> PASSAGE TO READ:
--- Start ---

Is it possible to get a confidence value for the tesseract OCR result?

7,857 views
Skip to first unread message

caro

unread,
Jul 9, 2010, 5:01:49 AM7/9/10
to tesseract-ocr
I am working with tesseract OCR and I would like to get at the end of
the algorithm a confidence value which may express if the recognition
seems OK or not really.

For example, I have an image with the text: TEST RESULTS ARE OK.
Depending on a threshold value, I can get different output of the OCR:
- TEST RESSUTTS AKE OC
- TEST TELLUTTS ARE OB
....
The best threshold can be different for different images.
So if I can get this confidence value, maybe it can give me the best
theshold to choose for the OCR?

Thank you for your help,
Caroline

patrickq

unread,
Jul 9, 2010, 11:55:30 AM7/9/10
to tesseract-ocr
TesserractExtractResult() returns the confidence numbers for all
characters returned. A high number means low confidence. Caveats:
1. The confidence numbers are the same for all letters in a word (even
though Tesseract does compute confidence numbers for each letter, it
just doesn't return them to the API)
2. From personal experience, these numbers are not very reliable and
we decided not to use them - but feel free to test yourself, we gave
up fairly quickly.

Patrick

Jimmy O'Regan

unread,
Jul 9, 2010, 12:28:33 PM7/9/10
to tesser...@googlegroups.com
On 9 July 2010 16:55, patrickq <patrick.q...@gmail.com> wrote:
> TesserractExtractResult() returns the confidence numbers for all
> characters returned. A high number means low confidence. Caveats:
> 1. The confidence numbers are the same for all letters in a word (even
> though Tesseract does compute confidence numbers for each letter, it
> just doesn't return them to the API)

--- End ---

> PROBLEM A:
In the thread on Tesseract confidence values, what does a high confidence number mean?
> PROBLEM B:
Extend the Tesseract confidence thread, picking up right after its final line.

> INFORMATION SUPPLIED:
--- Start ---

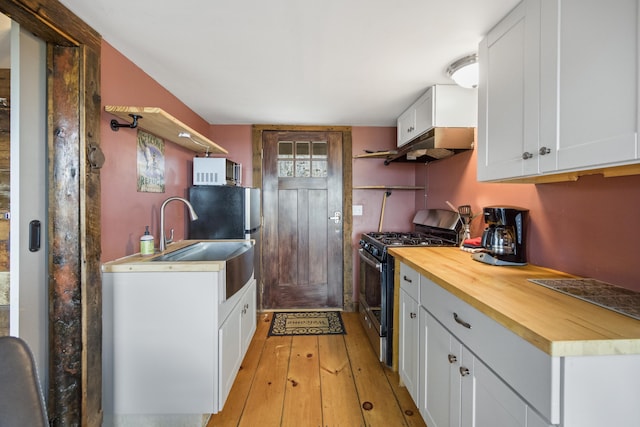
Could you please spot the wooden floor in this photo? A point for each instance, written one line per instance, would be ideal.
(305, 381)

--- End ---

> RIGHT ANSWER A:
A high number means low confidence.

> RIGHT ANSWER B:
> 2. From personal experience, these numbers are not very reliable and
> we decided not to use them - but feel free to test yourself, we gave
> up fairly quickly.
>

Right; if I could sketch this on some paper it might be a bit more
clear, but I can't so I'll try to describe it...

R to K is the easiest to describe; cover the top of the R and it looks
like a K. Smudges, glare from the scanner's light, boxing errors,
etc., are things that can cause this degradation. Thresholding can
contribute to the problem, because it's greyscale to binary: if it's
too light, it's effectively wiped out. Access to the character
probabilities won't actually help, because if thresholding 1 gives you
an R with a broken top, it will have a relatively low confidence
value, whereas thresholding 2, that has removed it completely, will
have a higher confidence value of the character as 'K'. Going purely
by character probabilities can just as easily give you the worst
results of both as it can the best.

> Patrick
>
> On Jul 9, 5:01 am, caro <caroline.ma...@gmail.com> wrote:
>> I am working with tesseract OCR and I would like to get at the end of
>> the algorithm a confidence value which may express if the recognition
>> seems OK or not really.
>>
>> For example, I have an image with the text: TEST RESULTS ARE OK.
>> Depending on a threshold value, I can get different output of the OCR:
>>  - TEST RESSUTTS AKE OC
>>  - TEST TELLUTTS ARE OB
>> ....
>> The best threshold can be different for different images.
>> So if I can get this confidence value, maybe it can give me the best
>> theshold to choose for the OCR?
>>
>> Thank you for your help,
>> Caroline
>

> --
> You received this message because you are subscribed to the Google Groups "tesseract-ocr" group.
> To post to this group, send email to tesser...@googlegroups.com.
> To unsubscribe from this group, send email to tesseract-oc...@googlegroups.com.
> For more options, visit this group at http://groups.google.com/group/tesseract-ocr?hl=en.
>
>

--
<Leftmost> jimregan, that's because deep inside you, you are evil.
<Leftmost> Also not-so-deep inside you.

Jimmy O'Regan

unread,
Jul 9, 2010, 12:35:12 PM7/9/10
to tesser...@googlegroups.com

If you want to delve into the guts of tesseract, you can get at the
character choices and the confidence values attached by the
classifier, but that information by itself won't be much help -- see
my other mail.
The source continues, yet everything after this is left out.